#### [EXERCISE BRIEF]
Output every one of the following rows verbatim, character for character.

•••••

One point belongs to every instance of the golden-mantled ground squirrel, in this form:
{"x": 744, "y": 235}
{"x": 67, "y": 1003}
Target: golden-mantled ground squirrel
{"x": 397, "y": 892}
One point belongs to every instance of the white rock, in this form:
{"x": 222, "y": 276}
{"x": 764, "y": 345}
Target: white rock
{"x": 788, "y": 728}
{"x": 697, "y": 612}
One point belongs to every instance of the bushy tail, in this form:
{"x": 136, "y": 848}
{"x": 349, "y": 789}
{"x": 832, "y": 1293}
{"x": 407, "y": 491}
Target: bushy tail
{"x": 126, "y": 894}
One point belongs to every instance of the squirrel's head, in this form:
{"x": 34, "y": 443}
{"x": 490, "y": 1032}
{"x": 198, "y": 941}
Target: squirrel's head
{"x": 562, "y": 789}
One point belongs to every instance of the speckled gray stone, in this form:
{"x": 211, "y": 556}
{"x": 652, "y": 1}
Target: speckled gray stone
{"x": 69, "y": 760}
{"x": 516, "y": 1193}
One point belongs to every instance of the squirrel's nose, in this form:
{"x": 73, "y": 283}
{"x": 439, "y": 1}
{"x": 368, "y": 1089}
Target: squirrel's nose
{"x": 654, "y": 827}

•••••

#### [TASK OUTPUT]
One point belongs to every instance of the golden-mantled ground squirrel, in this form:
{"x": 744, "y": 235}
{"x": 67, "y": 1003}
Target: golden-mantled ground squirrel
{"x": 397, "y": 892}
One point belongs to every instance of the white rock, in this form:
{"x": 222, "y": 276}
{"x": 764, "y": 345}
Target: white rock
{"x": 788, "y": 728}
{"x": 697, "y": 612}
One point belongs to every instance of the bushy tail, in this form:
{"x": 136, "y": 848}
{"x": 349, "y": 789}
{"x": 832, "y": 1293}
{"x": 407, "y": 491}
Target: bushy tail
{"x": 126, "y": 894}
One point belongs to every instance of the squirrel's head, in this form:
{"x": 34, "y": 443}
{"x": 490, "y": 1032}
{"x": 198, "y": 941}
Target: squirrel's head
{"x": 562, "y": 789}
One point belongs to every instance of the speckled gray stone, in this form:
{"x": 211, "y": 556}
{"x": 652, "y": 1}
Target: speckled gray stone
{"x": 69, "y": 760}
{"x": 516, "y": 1193}
One point belongs to every instance of the squirrel's nose, in this form:
{"x": 73, "y": 283}
{"x": 439, "y": 1}
{"x": 368, "y": 1089}
Target: squirrel's nose
{"x": 654, "y": 827}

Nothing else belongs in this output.